# Olympic Cycling Schedule????



## ROGER79 (Dec 29, 2005)

Does anyone know where I can find a listing of the Cycling Schedule and what channel(s) they will be on ?

Thanks!!!


----------



## justinb (Nov 20, 2006)

ROGER79 said:


> Does anyone know where I can find a listing of the Cycling Schedule and what channel(s) they will be on ?
> Thanks!!!


nbcolympics.com

make sure you change the location... it's currently set for my time zone, Arizona.


----------



## JSR (Feb 27, 2006)

So they're goint to cover the race live on the internet on Friday night. Awesome!

And then on Saturday morning they're going to show highlights in three thirty-minute segments each separated by two hours. Not so awesome.

JSR


----------



## Dwayne Barry (Feb 16, 2003)

JSR said:


> So they're goint to cover the race live on the internet on Friday night. Awesome!
> 
> And then on Saturday morning they're going to show highlights in three thirty-minute segments each separated by two hours. Not so awesome.
> 
> JSR


I'm sure cyclingfans.com will have links to live internet coverage as well. I can't imagine the edited TV version will be worth watching.


----------



## bigmig19 (Jun 27, 2008)

Thats how they usually do cycling and other non track/swimming/gymnastics sports. They just check in now and then.


----------



## jsedlak (Jun 17, 2008)

So lame...


----------



## justinb (Nov 20, 2006)

not to the advertisers.


----------



## bradsmith (Mar 23, 2008)

For those in Canada, it appears there will be more coverage on CBC and TSN of cycling than on NBC (at least on the television). Also, cbcsports.ca claims that there will be an un-interrupted stream of the road race "from start to finish" broadcast live online. We shall see.


----------



## pedalruns (Dec 18, 2002)

Well maybe if they wear masks in the race we'll get more coverage!!!


----------



## Dwayne Barry (Feb 16, 2003)

bradsmith said:


> For those in Canada, it appears there will be more coverage on CBC and TSN of cycling than on NBC (at least on the television). Also, cbcsports.ca claims that there will be an un-interrupted stream of the road race "from start to finish" broadcast live online. We shall see.


In the US, the NBC site appears to indicate there will be live internet coverage of the end of the road race, from 2:30-5:30am east coast time.


----------



## bigmig19 (Jun 27, 2008)

I just looked at that link! Thats horrible. I gotta watch TV for 8 hours while they check in now and then.....fire up the DVR!


----------



## moabbiker (Sep 11, 2002)

Dwayne Barry said:


> In the US, the NBC site appears to indicate there will be live internet coverage of the end of the road race, from 2:30-5:30am east coast time.

Stored data »
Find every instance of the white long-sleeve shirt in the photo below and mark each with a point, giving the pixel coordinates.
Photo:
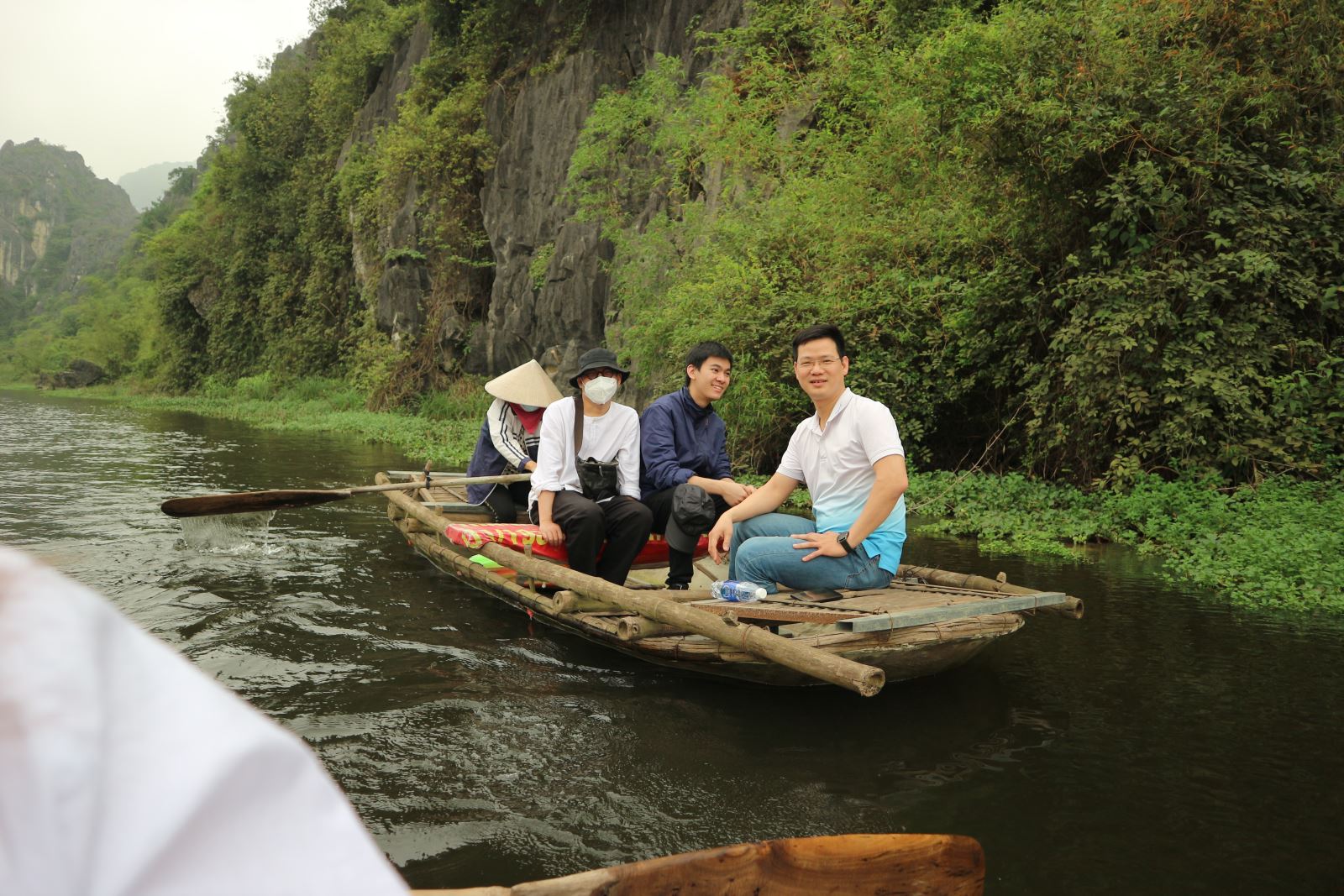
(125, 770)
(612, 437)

Actions to take »
a) Answer these questions about the Olympic cycling schedule thread:
(i) What time zone is the nbcolympics.com page set to when justinb shares it?
(ii) What two Canadian channels does bradsmith say will carry more cycling coverage than NBC?
(iii) According to Dwayne Barry, during what hours will NBC's site stream the end of the road race live?
b) Can you give the Olympic cycling schedule thread from "I just looked" to "(Sep 11, 2002)" again, replacing "DVR" with "VCR"?
c) What comes next in the Olympic cycling schedule thread? Continue it after its final line.
The data above comes from a separate source.

Answers given »
a)
(i) Arizona.
(ii) CBC and TSN.
(iii) From 2:30 to 5:30am east coast time.

b)
I just looked at that link! Thats horrible. I gotta watch TV for 8 hours while they check in now and then.....fire up the VCR!


----------



## moabbiker (Sep 11, 2002)

c)
Sigh, looks like they cut that down from the full 6.5 hour coverage which was listed just a few days ago. I guess the bean counters decided that the bandwidth costs had to trimmed down to the bare minimums. NBC sucks! Gonna have to find another country's site to get the live feed now, and use a proxy from that country since it'll likely do an IP check to see where you're located and grant/deny based on that.


----------



## jd3 (Oct 8, 2004)

As usual, Steephill got it covered pretty good.
http://www.steephill.tv/olympics-road-race/


----------



## I am The Edge (Jul 27, 2004)

http://www.nbcolympics.com/tv_and_online_listings/zone=PT/sport=CY/tv.html


----------



## bigmig19 (Jun 27, 2008)

I went to that steephill site to check out the roster...pretty good read. I noticed apparently France has six people better than Chavenel, hard to believe. No Robbie McCewen, I know the course doesnt suit him but JJ Haedo, Julian Dean, Friere, Hunter etc are riding? Some continental riders like Stevic are in there which makes for a unique race. Spain has some high quality "domestiques" in two TDF winners. I hope the coverage uses a cycling commentator and not some all arounder like Hummer. Any chance they will enlist Phil/Paul for NBC coverage? It looks an awful lot like a Bettini course, no?


----------



## bradsmith (Mar 23, 2008)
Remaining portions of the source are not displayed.